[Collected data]
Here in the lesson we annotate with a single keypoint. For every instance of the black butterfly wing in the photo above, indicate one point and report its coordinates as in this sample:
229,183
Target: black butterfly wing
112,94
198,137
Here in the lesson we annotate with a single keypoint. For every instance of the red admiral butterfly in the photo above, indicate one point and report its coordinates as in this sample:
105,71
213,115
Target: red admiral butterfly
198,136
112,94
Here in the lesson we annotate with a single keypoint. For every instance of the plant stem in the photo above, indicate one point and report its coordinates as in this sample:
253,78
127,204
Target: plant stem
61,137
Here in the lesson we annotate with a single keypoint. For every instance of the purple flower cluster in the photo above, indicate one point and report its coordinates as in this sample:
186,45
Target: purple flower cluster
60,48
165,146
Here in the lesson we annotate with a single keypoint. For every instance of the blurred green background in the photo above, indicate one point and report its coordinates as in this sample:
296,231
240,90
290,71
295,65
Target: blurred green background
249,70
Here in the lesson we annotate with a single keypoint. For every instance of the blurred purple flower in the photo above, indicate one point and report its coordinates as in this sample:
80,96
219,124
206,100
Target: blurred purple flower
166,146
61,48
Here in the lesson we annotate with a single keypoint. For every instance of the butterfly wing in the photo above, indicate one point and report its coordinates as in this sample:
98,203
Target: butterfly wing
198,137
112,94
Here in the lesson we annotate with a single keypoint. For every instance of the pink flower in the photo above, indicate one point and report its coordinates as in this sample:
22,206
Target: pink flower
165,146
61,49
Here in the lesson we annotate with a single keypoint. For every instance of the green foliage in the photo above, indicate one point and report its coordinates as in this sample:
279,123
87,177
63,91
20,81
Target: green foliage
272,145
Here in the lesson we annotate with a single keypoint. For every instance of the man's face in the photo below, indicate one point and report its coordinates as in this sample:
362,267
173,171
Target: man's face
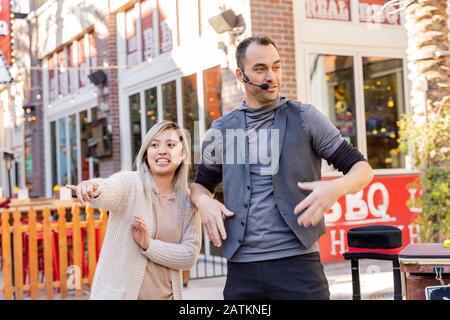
261,65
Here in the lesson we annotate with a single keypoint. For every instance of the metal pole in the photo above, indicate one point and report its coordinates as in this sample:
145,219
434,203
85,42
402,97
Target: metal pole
355,280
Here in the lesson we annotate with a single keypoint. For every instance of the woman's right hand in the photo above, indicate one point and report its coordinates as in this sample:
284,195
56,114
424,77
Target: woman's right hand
86,190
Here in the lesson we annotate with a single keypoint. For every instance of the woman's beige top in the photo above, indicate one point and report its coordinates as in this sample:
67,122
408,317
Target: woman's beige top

■ Assignment
Retype all the entries exactly; drop the pictures.

■ Answer box
Here in the lesson we annotate with a single keypoint. For every instance of the black butterfly wing in the photo above, indicate one point and report its coordinates as in this sample:
229,183
Target: black butterfly wing
112,94
198,137
Here in the lesson we annotate with a single keypoint. For every instance of the red admiral butterfly in the photo above, indicate one point and report its coordinates as in this sample:
105,71
213,115
Target: red admiral butterfly
198,136
112,94
Here in the lesson we annotate with a single keypoint. For every instance of the plant stem in the photo above, indicate one point and report its coordinates as in this sample:
253,78
127,204
Target: plant stem
61,137
Here in the lesson we annotate with a single keypoint. For every instance of the purple flower cluster in the photo above, indicate one point and report its coordinates as in this sample:
186,45
Target: purple flower cluster
60,48
165,146
Here in the lesson we annotate with a single keypoint. For every instance of the blurred green background in the photo above, indicate one point and report its coordinates as in this sample:
296,231
240,90
290,71
295,65
Target: blurred green background
249,70
Here in the lesson we annotate with a single keypoint. For every instance of the blurred purple flower in the photo above, indicate one point and report its coordinates as in this sample:
80,96
219,124
206,100
Target: blurred purple flower
166,146
61,48
Here in the lesson we annotate with a single keypoint. For every instance of the butterfly wing in the photo above, indicate one point and report its coordinates as in this sample:
98,203
Target: butterfly wing
198,137
112,94
Here in the lesson we annotate with a single keypoint. For every instance of the pink flower in the photo above, indicate one point and report its coordinates as in this sample:
22,206
Target: pink flower
165,146
61,49
Here in the lesson we annotate with a single keypoint. For every instance of the green foliage in the photo above, indicate one point and report its coordinates as in this sample:
279,123
87,177
63,91
20,81
Target: green foliage
272,145
Here in the lesson we annotate with a single keypoint. For every instance of the man's face in the photo below, indicate one point and report its coordinates as in this sample:
362,267
173,171
Target: man's face
261,65
Here in the lesson we annotate with a single keypoint. For every instance of the metal pole in the photo above, indicate one point and report its coordinates as in this sample:
145,219
434,203
85,42
402,97
Target: metal pole
355,280
Here in the lesson we annotate with a single keypoint. For every instance of the woman's right hand in the photo above, indicate one point and report its coordinates as in this sample:
284,195
56,114
424,77
Target: woman's right hand
86,190
Here in the lesson we annotate with a single keypoint. For every instance of the woman's beige top in the photo above, indicate one point and report its coordinates as in this sample:
67,122
408,317
Target: woman's beige top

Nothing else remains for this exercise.